◆ **Texte**:
____

Philippe Pujol © Astrid di Crollalanza

L’Interview : Philippe Pujol

Prix Albert Londres 2014 pour sa série de reportages Quartiers Shit, Philippe Pujol sort maintenant un livre, French Deconnection, version augmentée de ses articles parus ces quatre dernières années sur les quartiers Nord de Marseille. L’ex-journaliste de La Marseillaise y dresse le portrait d’une cité phocéenne populaire sous un regard nouveau. Style brut garanti.

 

Pourquoi avoir choisi d’écrire sur les quartiers Nord ? N’est-ce pas un peu attendu ?
Oui, mais c’est toujours fait de manière un peu superficielle ou alors en déconnectant complètement l’aspect délinquance et l’aspect sociétal. On a l’impression qu’il y a un sujet tabou. Un petit peu par la force des choses, je me suis retrouvé à traiter un sujet convenu mais de manière totalement différente, sans pour autant chercher cette différence. Je me contente d’écrire ce que je vois, sauf que je vais peut-être un peu plus près que les autres.

____

[Éléments issus d'une source de données]
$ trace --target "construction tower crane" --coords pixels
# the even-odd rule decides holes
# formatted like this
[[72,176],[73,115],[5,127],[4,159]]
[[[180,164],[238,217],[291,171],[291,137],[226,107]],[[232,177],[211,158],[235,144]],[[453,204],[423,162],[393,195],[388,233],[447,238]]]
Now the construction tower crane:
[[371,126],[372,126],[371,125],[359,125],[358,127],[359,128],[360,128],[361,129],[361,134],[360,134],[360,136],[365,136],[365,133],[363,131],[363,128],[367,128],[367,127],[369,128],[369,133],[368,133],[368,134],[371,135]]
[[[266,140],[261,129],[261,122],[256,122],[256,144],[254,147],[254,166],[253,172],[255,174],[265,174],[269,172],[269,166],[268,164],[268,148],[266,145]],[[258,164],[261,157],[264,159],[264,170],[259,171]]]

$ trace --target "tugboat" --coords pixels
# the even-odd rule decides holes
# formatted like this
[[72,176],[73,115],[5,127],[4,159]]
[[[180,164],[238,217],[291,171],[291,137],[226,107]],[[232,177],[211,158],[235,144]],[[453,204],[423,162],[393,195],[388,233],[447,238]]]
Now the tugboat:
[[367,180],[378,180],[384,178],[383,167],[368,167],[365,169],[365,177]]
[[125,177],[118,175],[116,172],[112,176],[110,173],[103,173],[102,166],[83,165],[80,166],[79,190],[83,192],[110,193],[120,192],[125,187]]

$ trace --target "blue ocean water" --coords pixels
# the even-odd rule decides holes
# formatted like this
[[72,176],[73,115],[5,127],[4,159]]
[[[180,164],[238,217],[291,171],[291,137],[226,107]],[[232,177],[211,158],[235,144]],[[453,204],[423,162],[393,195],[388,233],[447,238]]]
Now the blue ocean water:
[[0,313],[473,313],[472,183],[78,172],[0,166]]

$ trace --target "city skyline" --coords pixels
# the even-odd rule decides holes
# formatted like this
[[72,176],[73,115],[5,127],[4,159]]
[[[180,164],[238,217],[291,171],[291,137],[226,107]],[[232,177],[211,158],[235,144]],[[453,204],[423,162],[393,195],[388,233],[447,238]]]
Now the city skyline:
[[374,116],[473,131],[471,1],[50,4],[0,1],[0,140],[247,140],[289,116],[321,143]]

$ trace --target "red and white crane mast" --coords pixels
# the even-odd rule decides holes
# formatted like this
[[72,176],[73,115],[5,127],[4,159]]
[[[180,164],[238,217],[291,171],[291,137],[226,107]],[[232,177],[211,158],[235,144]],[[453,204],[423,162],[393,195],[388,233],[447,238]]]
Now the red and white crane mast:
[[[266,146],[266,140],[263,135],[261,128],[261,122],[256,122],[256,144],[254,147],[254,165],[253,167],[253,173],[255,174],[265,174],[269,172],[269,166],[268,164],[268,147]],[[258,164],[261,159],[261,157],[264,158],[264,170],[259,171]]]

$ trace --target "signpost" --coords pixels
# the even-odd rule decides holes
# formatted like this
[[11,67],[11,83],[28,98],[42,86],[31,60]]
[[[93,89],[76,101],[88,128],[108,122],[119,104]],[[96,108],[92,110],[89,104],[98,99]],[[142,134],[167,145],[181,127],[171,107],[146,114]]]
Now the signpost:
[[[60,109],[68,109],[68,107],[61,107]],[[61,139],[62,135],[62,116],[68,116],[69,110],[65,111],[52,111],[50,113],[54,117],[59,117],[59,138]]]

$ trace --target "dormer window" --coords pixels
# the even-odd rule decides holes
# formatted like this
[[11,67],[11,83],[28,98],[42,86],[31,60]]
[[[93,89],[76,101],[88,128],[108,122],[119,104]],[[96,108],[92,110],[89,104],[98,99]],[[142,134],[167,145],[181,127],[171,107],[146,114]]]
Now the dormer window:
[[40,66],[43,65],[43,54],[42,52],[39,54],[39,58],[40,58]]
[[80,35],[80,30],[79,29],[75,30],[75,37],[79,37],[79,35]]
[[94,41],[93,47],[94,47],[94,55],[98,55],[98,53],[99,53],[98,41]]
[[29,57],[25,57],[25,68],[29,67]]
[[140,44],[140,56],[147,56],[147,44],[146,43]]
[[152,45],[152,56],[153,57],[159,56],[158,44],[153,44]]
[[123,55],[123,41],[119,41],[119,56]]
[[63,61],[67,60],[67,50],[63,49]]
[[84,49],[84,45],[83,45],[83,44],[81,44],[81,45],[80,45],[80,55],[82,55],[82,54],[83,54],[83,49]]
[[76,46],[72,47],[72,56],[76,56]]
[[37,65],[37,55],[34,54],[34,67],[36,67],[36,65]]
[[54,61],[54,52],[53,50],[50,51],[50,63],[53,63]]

____

◆ **Exercice A**: Relevez dans la liste chaque ligne où figure la chaîne « tower ». Tenez compte de la casse.
◆ **Exercice B**: Rédigez la suite de l'entretien avec Philippe Pujol, à partir de sa dernière phrase.

◆ **Corrigé A**:
$ trace --target "construction tower crane" --coords pixels
Now the construction tower crane:

◆ **Corrigé B**:
 

Vous avez reçu le prix Albert Londres 2014 pour la série d’articles Quartiers Shit qu’on retrouve dans votre livre et qui s’intéresse aux conséquences sociales du trafic…
Dans la première série, French Deconnection, j’ai abordé tout ce qui est fonctionnement de trafics de drogue, en essayant de montrer que ce n’est pas aussi simple qu’on peut le penser. Je me suis rendu compte qu’il y avait une imbrication énorme entre les réseaux et les soi-disant victimes. La frontière n’est pas aussi claire. Il y a une interconnaissance entre les gens qui font le trafic de stupéfiants et ceux qui le subissent. Je voulais décrire cette complexité. Je ne voulais pas rendre cela simple car en rendant simple, on rend simpliste, et ça donne un discours attendu, vieux comme le monde, qui tend à opposer les uns aux autres, avec des gentils et des méchants. Je ne fais de cadeaux à personne mais je n’enfonce personne. Je n’ai pas de jugement moral.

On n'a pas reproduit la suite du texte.